## QUOTED PASSAGE:
###
Each director is elected to serve for a three-year term and until such director’s successor is duly elected and has qualified, except in the event of his or her death, resignation, removal or earlier termination of his or her term of office. The terms of our Class I and II directors will expire in 2023 and 2024, respectively, and the term of our Class III directors will expire at the Annual Meeting.
Our Class III directors, whose terms expire at this year’s Annual Meeting, are currently John C. Hadjipateras and Malcolm McAvity. Mr. Hadjipateras has served on our Board since our formation in July 2013 and Mr. McAvity was appointed by the Board effective January 28, 2015. Mr. McAvity and Mr. Hadjipateras were re-elected at the 2019 annual meeting of shareholders. Upon the recommendation of our nominating and corporate governance committee (the “Nominating and Corporate Governance Committee”), our Board has nominated Mr. Hadjipateras and Mr. McAvity for re-election as Class III directors to serve until the annual meeting of shareholders in 2025, and until such director’s successor is elected and has qualified.
Our Class I directors, whose terms expire at the annual meeting of shareholders in 2023, are currently Thomas J. Coleman and Christina Tan. Mr. Coleman has served on our Board since September 2013 and Ms. Tan has served on our Board since May 2015. Mr. Coleman and Ms. Tan were re-elected at the 2020 annual meeting of shareholders.
###
## COMPLETE THE FOLLOWING:
a) According to the director-election excerpt, why are Mr. Hadjipateras and Mr. McAvity standing for re-election this year, and on what basis did the Board nominate them? Answer in one to three sentences.
b) Carry on the excerpt about director classes and terms from its last sentence.
The items that come next have no connection to the excerpt on director terms.
###
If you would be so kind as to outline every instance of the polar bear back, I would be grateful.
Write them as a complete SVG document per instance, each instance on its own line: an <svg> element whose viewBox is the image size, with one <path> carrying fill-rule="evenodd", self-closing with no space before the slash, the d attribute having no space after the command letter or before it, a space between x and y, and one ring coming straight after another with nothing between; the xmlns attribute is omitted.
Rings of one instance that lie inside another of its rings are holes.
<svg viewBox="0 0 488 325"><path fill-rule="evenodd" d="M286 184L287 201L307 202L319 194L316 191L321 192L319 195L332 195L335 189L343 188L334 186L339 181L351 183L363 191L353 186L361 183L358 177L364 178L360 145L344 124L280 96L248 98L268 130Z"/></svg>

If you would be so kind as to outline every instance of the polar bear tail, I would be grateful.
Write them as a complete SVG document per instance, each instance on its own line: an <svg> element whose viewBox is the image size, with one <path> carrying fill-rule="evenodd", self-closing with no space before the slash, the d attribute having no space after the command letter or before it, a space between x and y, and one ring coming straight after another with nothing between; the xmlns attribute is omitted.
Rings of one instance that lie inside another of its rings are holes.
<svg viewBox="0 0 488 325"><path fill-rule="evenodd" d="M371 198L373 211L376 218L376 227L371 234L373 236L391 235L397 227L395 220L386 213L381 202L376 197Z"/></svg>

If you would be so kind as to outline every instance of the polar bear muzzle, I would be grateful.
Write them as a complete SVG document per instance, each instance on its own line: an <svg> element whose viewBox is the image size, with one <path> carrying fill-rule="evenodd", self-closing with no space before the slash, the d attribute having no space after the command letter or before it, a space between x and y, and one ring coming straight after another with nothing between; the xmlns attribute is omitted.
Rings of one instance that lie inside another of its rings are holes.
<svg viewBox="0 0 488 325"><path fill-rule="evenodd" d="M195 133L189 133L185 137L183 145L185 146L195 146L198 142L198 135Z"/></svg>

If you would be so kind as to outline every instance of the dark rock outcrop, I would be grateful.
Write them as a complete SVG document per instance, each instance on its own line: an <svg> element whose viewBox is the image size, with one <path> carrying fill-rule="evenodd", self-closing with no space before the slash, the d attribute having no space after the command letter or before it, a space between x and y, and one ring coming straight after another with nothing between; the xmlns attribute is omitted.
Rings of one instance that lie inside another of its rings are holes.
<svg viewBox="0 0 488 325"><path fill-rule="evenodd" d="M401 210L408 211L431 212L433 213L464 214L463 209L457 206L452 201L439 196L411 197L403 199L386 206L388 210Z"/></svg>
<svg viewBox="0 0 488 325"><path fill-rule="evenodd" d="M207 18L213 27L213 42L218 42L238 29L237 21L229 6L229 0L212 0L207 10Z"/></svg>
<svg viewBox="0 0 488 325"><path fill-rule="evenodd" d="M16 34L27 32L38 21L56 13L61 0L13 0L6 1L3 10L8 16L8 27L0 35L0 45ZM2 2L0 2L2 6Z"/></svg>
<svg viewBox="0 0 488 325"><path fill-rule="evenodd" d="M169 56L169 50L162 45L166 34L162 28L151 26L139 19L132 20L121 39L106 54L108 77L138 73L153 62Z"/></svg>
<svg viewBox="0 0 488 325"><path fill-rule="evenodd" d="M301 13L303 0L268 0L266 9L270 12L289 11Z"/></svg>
###
## RESPONSES BY TASK:
a) They are the Class III directors, and the terms of Class III directors expire at this year's Annual Meeting. The Board nominated them on the recommendation of the Nominating and Corporate Governance Committee.

b)
Our Class II directors, whose terms expire at the annual meeting of shareholders in 2024, are currently Øivind Lorentzen, Ted Kalborg and John C. Lycouris. Mr. Lorentzen and Mr. Lycouris have served as directors since our formation in July 2013. The Board appointed Mr. Kalborg effective December 12, 2014. Mr. Lorentzen, Mr. Kalborg and Mr. Lycouris were re-elected at the 2021 annual meeting of shareholders.
Except as indicated herein, there are no arrangements or understandings between any current director, or nominee for directorship, pursuant to which such director or nominee was selected as a director or nominee.
If, at the time of the Annual Meeting, any nominee is unable or unwilling to serve as a director, the persons named as proxy holders will vote your proxy for the election of such substitute nominee as may be designated by the Board in accordance with Article I of our Articles of Incorporation to fill the vacancy. The Board of Directors has no reason to believe any of the nominees will be unable or unwilling to serve if elected.
Our Board of Directors recommends that you vote FOR the election of our two nominees listed below, Mr. Hadjipateras and Mr. McAvity.
The Board believes that each of the two nominees listed below are highly qualified and have experience, skills, backgrounds and attributes that qualify them to serve as directors of Dorian (please see each nominee’s biographical information presented below). The recommendation of the Board is based on its carefully considered judgment that the experience, skills, backgrounds and attributes of our nominees make them the best candidates to serve on our Board.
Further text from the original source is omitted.